(Dataset entries)
== Segment start ==

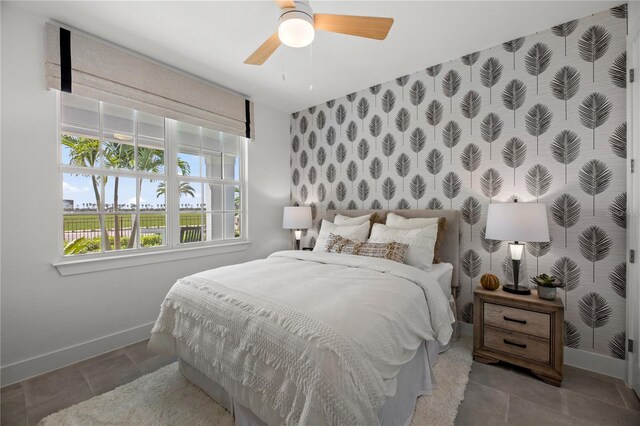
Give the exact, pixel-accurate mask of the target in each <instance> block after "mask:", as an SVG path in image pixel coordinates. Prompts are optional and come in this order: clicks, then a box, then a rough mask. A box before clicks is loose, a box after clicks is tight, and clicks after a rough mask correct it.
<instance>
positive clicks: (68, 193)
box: [62, 173, 100, 213]
mask: <svg viewBox="0 0 640 426" xmlns="http://www.w3.org/2000/svg"><path fill="white" fill-rule="evenodd" d="M96 192H97V193H98V195H97V198H96ZM62 199H63V204H64V206H65V210H67V208H66V206H69V207H72V211H74V212H75V213H85V212H97V211H98V204H99V201H100V177H99V176H82V175H75V174H70V173H65V174H64V175H63V177H62Z"/></svg>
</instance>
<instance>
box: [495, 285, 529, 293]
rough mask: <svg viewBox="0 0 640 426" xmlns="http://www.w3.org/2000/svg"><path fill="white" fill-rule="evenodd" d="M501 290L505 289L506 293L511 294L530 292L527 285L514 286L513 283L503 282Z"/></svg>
mask: <svg viewBox="0 0 640 426" xmlns="http://www.w3.org/2000/svg"><path fill="white" fill-rule="evenodd" d="M502 290H504V291H506V292H507V293H513V294H531V289H529V288H528V287H521V286H518V287H516V286H515V285H513V284H504V285H503V286H502Z"/></svg>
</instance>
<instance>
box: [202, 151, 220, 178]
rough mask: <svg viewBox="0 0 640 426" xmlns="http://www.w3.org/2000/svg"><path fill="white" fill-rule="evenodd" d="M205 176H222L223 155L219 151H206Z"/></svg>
mask: <svg viewBox="0 0 640 426" xmlns="http://www.w3.org/2000/svg"><path fill="white" fill-rule="evenodd" d="M203 154H204V155H203V157H204V176H205V177H208V178H214V179H220V178H222V157H221V155H220V153H219V152H213V151H204V152H203Z"/></svg>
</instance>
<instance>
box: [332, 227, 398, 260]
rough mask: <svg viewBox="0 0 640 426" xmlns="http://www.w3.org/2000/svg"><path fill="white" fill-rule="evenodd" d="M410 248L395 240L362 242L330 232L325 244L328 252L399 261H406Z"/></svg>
mask: <svg viewBox="0 0 640 426" xmlns="http://www.w3.org/2000/svg"><path fill="white" fill-rule="evenodd" d="M408 249H409V246H408V245H406V244H401V243H397V242H395V241H392V242H390V243H369V242H367V243H361V242H355V241H351V240H349V239H347V238H343V237H341V236H339V235H334V234H329V238H328V239H327V244H326V246H325V251H326V252H327V253H345V254H353V255H355V256H368V257H378V258H381V259H389V260H393V261H394V262H399V263H404V258H405V257H406V255H407V251H408Z"/></svg>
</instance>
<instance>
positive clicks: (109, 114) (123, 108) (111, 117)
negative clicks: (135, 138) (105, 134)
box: [102, 102, 134, 138]
mask: <svg viewBox="0 0 640 426" xmlns="http://www.w3.org/2000/svg"><path fill="white" fill-rule="evenodd" d="M102 128H103V129H104V131H105V132H111V133H113V134H114V136H115V137H116V138H118V136H119V135H122V136H124V137H126V136H132V135H133V130H134V121H133V110H132V109H129V108H124V107H121V106H117V105H111V104H107V103H104V102H103V103H102Z"/></svg>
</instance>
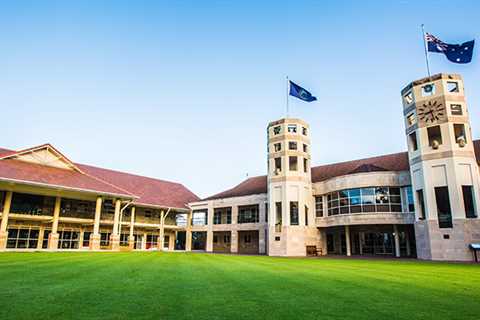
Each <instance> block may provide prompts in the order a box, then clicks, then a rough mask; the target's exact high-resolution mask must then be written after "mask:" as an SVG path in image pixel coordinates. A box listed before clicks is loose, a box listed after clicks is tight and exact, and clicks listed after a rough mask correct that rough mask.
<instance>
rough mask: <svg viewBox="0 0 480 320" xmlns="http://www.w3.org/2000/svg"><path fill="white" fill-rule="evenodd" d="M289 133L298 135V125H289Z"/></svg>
mask: <svg viewBox="0 0 480 320" xmlns="http://www.w3.org/2000/svg"><path fill="white" fill-rule="evenodd" d="M287 131H288V132H289V133H297V125H296V124H289V125H288V126H287Z"/></svg>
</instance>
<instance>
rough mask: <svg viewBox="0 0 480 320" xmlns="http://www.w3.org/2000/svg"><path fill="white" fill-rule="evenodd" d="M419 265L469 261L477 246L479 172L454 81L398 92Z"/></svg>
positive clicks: (451, 76) (430, 77)
mask: <svg viewBox="0 0 480 320" xmlns="http://www.w3.org/2000/svg"><path fill="white" fill-rule="evenodd" d="M402 100H403V115H404V118H405V127H406V135H407V142H408V156H409V162H410V173H411V178H412V190H413V193H414V197H415V212H416V216H415V237H416V243H417V255H418V258H420V259H432V260H464V261H465V260H472V254H471V252H470V250H469V248H468V245H469V244H470V243H472V242H479V241H480V220H479V219H478V201H479V181H480V180H479V179H480V178H479V172H478V164H477V162H476V159H475V153H474V147H473V142H472V135H471V129H470V121H469V116H468V109H467V104H466V101H465V95H464V86H463V80H462V78H461V77H460V76H459V75H454V74H437V75H433V76H431V77H427V78H423V79H420V80H417V81H414V82H412V83H410V84H409V85H408V86H406V87H405V88H404V89H403V90H402Z"/></svg>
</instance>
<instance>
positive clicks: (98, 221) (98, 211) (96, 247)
mask: <svg viewBox="0 0 480 320" xmlns="http://www.w3.org/2000/svg"><path fill="white" fill-rule="evenodd" d="M101 215H102V197H97V203H96V205H95V222H94V223H93V232H92V233H91V234H90V250H100V217H101Z"/></svg>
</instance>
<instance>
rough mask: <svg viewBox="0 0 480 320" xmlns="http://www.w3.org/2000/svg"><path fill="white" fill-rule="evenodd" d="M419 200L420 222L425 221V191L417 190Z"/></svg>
mask: <svg viewBox="0 0 480 320" xmlns="http://www.w3.org/2000/svg"><path fill="white" fill-rule="evenodd" d="M417 200H418V209H419V211H420V212H419V213H418V218H419V219H420V220H425V199H424V198H423V190H422V189H420V190H417Z"/></svg>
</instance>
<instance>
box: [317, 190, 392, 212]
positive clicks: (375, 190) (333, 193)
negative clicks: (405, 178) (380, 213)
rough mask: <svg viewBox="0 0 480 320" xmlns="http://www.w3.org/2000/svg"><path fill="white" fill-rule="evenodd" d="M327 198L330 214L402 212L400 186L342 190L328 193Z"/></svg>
mask: <svg viewBox="0 0 480 320" xmlns="http://www.w3.org/2000/svg"><path fill="white" fill-rule="evenodd" d="M316 199H317V198H316ZM327 200H328V215H329V216H333V215H337V214H352V213H362V212H367V213H368V212H402V204H401V197H400V188H398V187H369V188H356V189H347V190H341V191H336V192H331V193H329V194H327ZM317 216H318V212H317Z"/></svg>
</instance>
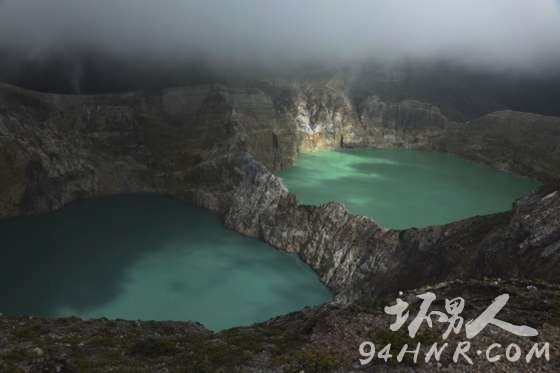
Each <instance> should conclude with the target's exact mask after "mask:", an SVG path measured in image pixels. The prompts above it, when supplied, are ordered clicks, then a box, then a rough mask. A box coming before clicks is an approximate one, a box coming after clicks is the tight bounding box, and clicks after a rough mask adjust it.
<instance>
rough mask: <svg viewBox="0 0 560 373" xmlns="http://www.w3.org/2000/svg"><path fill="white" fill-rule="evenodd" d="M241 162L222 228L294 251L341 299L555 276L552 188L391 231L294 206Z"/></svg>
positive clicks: (556, 243)
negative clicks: (476, 209) (466, 283)
mask: <svg viewBox="0 0 560 373" xmlns="http://www.w3.org/2000/svg"><path fill="white" fill-rule="evenodd" d="M245 167H246V170H245V172H244V175H245V176H244V181H243V183H242V184H241V185H240V186H239V187H238V188H237V189H236V191H235V192H234V194H233V202H232V205H231V207H230V209H229V210H228V212H227V213H226V217H225V222H226V226H227V227H229V228H231V229H233V230H235V231H238V232H241V233H243V234H246V235H250V236H254V237H259V238H261V239H263V240H264V241H266V242H268V243H270V244H271V245H273V246H275V247H278V248H281V249H283V250H286V251H290V252H296V253H298V254H299V255H300V257H301V258H303V259H304V260H305V261H306V262H307V263H308V264H309V265H310V266H311V267H312V268H314V269H315V271H316V272H317V273H318V274H319V275H320V277H321V279H322V281H323V282H324V283H325V284H326V285H328V286H329V287H330V288H331V289H332V290H333V291H334V292H335V294H337V296H338V298H337V299H338V300H339V301H341V302H346V303H347V302H351V301H354V300H356V299H359V298H361V297H368V299H369V300H370V301H373V300H375V299H377V297H379V296H380V295H383V294H386V293H388V292H396V291H398V290H399V289H406V288H411V287H415V286H420V285H424V284H428V283H433V282H437V281H445V280H449V279H454V278H472V277H477V278H482V277H484V276H493V277H510V276H512V275H513V276H516V277H521V278H541V279H544V280H547V281H550V282H554V283H556V282H558V281H560V270H558V267H559V264H560V249H559V248H560V246H559V244H560V189H559V188H549V189H545V190H543V191H541V192H540V193H537V194H535V195H532V196H530V197H527V198H526V199H524V200H521V201H519V202H518V203H517V205H516V207H515V209H514V211H512V212H509V213H501V214H496V215H491V216H485V217H475V218H472V219H467V220H464V221H460V222H457V223H452V224H448V225H445V226H439V227H428V228H424V229H408V230H404V231H394V230H386V229H383V228H381V227H380V226H378V225H377V224H376V223H375V222H374V221H373V220H371V219H369V218H367V217H364V216H356V215H353V214H350V213H349V212H348V211H347V210H346V209H345V208H344V206H342V205H340V204H338V203H335V202H332V203H327V204H325V205H322V206H305V205H298V204H297V203H296V200H295V197H294V196H293V195H291V194H289V192H288V191H287V190H286V189H285V187H284V186H283V185H282V184H281V182H280V181H279V180H278V179H277V178H276V177H275V176H273V175H271V174H270V173H268V171H267V170H266V169H265V168H263V167H253V166H252V164H251V163H247V164H246V166H245ZM520 259H521V260H520Z"/></svg>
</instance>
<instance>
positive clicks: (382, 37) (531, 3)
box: [0, 0, 560, 69]
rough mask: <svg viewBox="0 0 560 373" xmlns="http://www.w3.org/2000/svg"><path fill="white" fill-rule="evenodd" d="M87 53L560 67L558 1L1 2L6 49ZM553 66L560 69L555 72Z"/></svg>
mask: <svg viewBox="0 0 560 373" xmlns="http://www.w3.org/2000/svg"><path fill="white" fill-rule="evenodd" d="M68 45H83V46H93V47H99V48H104V49H106V50H108V51H111V52H117V53H123V54H125V55H130V54H136V53H142V54H145V55H147V56H153V57H155V58H165V59H178V60H181V59H186V58H189V56H192V55H195V54H196V55H199V54H201V55H204V56H205V58H208V59H209V60H211V61H214V62H215V63H221V64H225V65H227V64H228V63H245V62H252V63H270V62H273V61H274V62H277V63H278V62H280V63H282V62H291V61H300V60H306V59H332V60H360V59H362V58H368V57H377V58H384V59H386V58H400V57H438V58H439V57H447V58H456V59H458V60H461V61H464V62H467V63H471V64H472V63H475V64H480V65H483V66H491V67H505V68H512V67H513V68H523V69H535V68H541V67H544V66H545V65H556V66H557V65H558V61H560V5H559V2H558V1H556V0H237V1H235V0H4V1H2V0H0V46H4V47H6V46H10V47H16V48H19V49H20V50H23V51H25V52H26V53H29V55H40V54H41V53H44V52H45V51H49V50H51V49H53V48H61V47H65V46H68ZM556 66H554V67H556Z"/></svg>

== Segment end ==

Look over the records above and filter for each line with the word "after".

◆ Answer below:
Give the exact, pixel-accurate mask of the target in each <instance> block after "mask:", as an SVG path in image pixel coordinates. Prompts are optional and come in this order: clicks, then a box, then a rough mask. A box before clicks is loose, a box after clicks is tight, and clicks after a rough mask correct it.
Each <instance> block may provide prompts in the order a box, then clicks, then a rough mask; the target's exact high-resolution mask must then be written after "mask:" as an SVG path in image pixel coordinates. A box listed before clicks is loose, a box listed after clicks is tight and exact, and clicks listed after a rough mask correct that rough mask.
Each <instance> should conclude with the target's exact mask after "mask:", an SVG path measured in image pixels. The prompts above it, when supplied, are ordered clicks, then a box, then a rough mask. A box coming before clicks is an approximate one, a box coming after clicks is the tight bounding box, and clicks after a rough mask adjust it.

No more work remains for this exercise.